__ТЕКСТ ДЛЯ ЧТЕНИЯ__
'''

12. Разноцветные двойники
12. Разноцветные двойники
Взаимное соотношение нацизма и коммунизма — еще один исторический штамп, получивший совершенно неверное освещение в массовом сознании и исторической литературе. Из их жестокой межпартийной борьбы, взаимных обвинений и преследований, а особенно после непримиримой по формам и методам войны нацистского и социалистического государств успело сформироваться устойчивое представление о полной противоположности этих учений. Дескать, революция 1918 г. и усиление коммунистов в Германии пробудили к жизни обратную реакцию, которая в итоге и вылилась в формы нацизма. В лучшем случае, исследователи отмечают некоторые внешние общие черты, объясняя их «крайностями» двух тоталитарных систем, хотя эти крайности автоматически подразумеваются разно-полярными. На самом же деле, обе идеологии оказываются не только глубоко родственными, а изначально нацисты сами считали себя продолжателями дела коммунистов. Что не мешало им враждовать точно так же, как все революционные партии враждовали со своими предшественниками: коммунисты с социалистами, социалисты с либералами, а «сталинисты» с «троцкистами» — то есть, более поздняя форма коммунизма с более ранней.
Гитлер, например, рассказывал приближенным: "В молодости, находясь в Мюнхене вскоре после войны, я не боялся общаться с марксистами всех мастей. Я всегда считал, что всякая вещь для чего-нибудь пригодится. И к тому же, у них было много возможностей развернуться по-настоящему. Но они были и остались мелкими людишками. Они не давали ходу выдающимся личностям. Им не нужны были люди, которые, подобно Саулу, были бы на голову выше их среднего роста. Зато у них было много жидишек, занимавшихся догматической казуистикой. И поэтому я решил начать что-то новое. Но ведь из бывшего рабочего движения тоже вполне можно было бы сделать что-то вроде нашего…".
Примерно в таком же тоне и Ленин высказывался о меньшевиках, легальных марксистах, народниках, по его мнению, неспособных к настоящему делу. И как Ленин считал себя великим реформатором их учений, так и Гитлер, в свою очередь, выступал реформатором коммунизма. Суть же своих реформ в одном из разговоров с гауляйтером Данцига Раушнингом он определял так: "Я не просто борюсь с учением Маркса. Я еще и выполняю его заветы. Его истинные желания и все, что есть верного в его учении, если выбросить оттуда всякую еврейскую талмудистскую догматику". А когда собеседник пришел к выводу, что в этом случае получится большевизм российского образца, фюрер его поправил: "Нет, не совсем. Вы повторяете распространенную ошибку. Разница — в созидательной революционной воле, которая уже не нуждается в идеологических подпорках и сама создает себе аппарат непоколебимой власти, с помощью которого она способна добиться успеха в народе и во всем мире".

'''

__ВЫДЕРЖКИ ИЗ СТРОК__
'''

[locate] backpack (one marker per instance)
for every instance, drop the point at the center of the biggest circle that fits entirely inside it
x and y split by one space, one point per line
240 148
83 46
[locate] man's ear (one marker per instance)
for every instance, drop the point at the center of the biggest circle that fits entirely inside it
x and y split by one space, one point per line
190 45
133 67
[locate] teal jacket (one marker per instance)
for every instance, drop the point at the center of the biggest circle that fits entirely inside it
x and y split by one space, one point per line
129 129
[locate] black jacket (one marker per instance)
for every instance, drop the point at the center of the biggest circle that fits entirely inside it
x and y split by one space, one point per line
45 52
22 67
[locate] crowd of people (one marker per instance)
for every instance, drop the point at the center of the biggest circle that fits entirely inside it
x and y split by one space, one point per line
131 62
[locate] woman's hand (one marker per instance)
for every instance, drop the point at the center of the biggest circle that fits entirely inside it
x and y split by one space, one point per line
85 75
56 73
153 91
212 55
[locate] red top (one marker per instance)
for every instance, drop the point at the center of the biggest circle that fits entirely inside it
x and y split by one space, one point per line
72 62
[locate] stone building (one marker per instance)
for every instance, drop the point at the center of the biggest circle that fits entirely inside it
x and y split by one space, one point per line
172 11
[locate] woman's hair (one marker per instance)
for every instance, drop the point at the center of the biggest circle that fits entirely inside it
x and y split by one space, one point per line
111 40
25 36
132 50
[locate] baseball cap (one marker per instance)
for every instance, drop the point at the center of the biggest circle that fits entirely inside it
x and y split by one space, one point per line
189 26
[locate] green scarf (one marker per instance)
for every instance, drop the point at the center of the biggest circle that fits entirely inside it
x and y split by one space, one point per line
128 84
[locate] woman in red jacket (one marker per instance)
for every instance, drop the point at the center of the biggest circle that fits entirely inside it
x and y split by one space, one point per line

'''

__ЗАДАНИЯ__
A) Соответствуют ли тексту о нацизме и коммунизме следующие утверждения? (i) После войны в Мюнхене Гитлер избегал общения с марксистами. (ii) О сути своих реформ Гитлер говорил с гауляйтером Данцига Раушнингом. (iii) Автор считает нацизм и коммунизм полностью противоположными учениями. На каждое ответьте «да» или «нет» и приведите точную цитату из текста, на которой основан ответ.
B) Перепишите без изменений отрезок строк от строки, содержащей «[locate] green scarf», до последней строки включительно.

__ОТВЕТЫ__
A)
(i) Нет: «я не боялся общаться с марксистами всех мастей».
(ii) Да: «в одном из разговоров с гауляйтером Данцига Раушнингом он определял так».
(iii) Нет: «обе идеологии оказываются не только глубоко родственными».

B)
[locate] green scarf (one marker per instance)
for every instance, drop the point at the center of the biggest circle that fits entirely inside it
x and y split by one space, one point per line
128 84
[locate] woman in red jacket (one marker per instance)
for every instance, drop the point at the center of the biggest circle that fits entirely inside it
x and y split by one space, one point per line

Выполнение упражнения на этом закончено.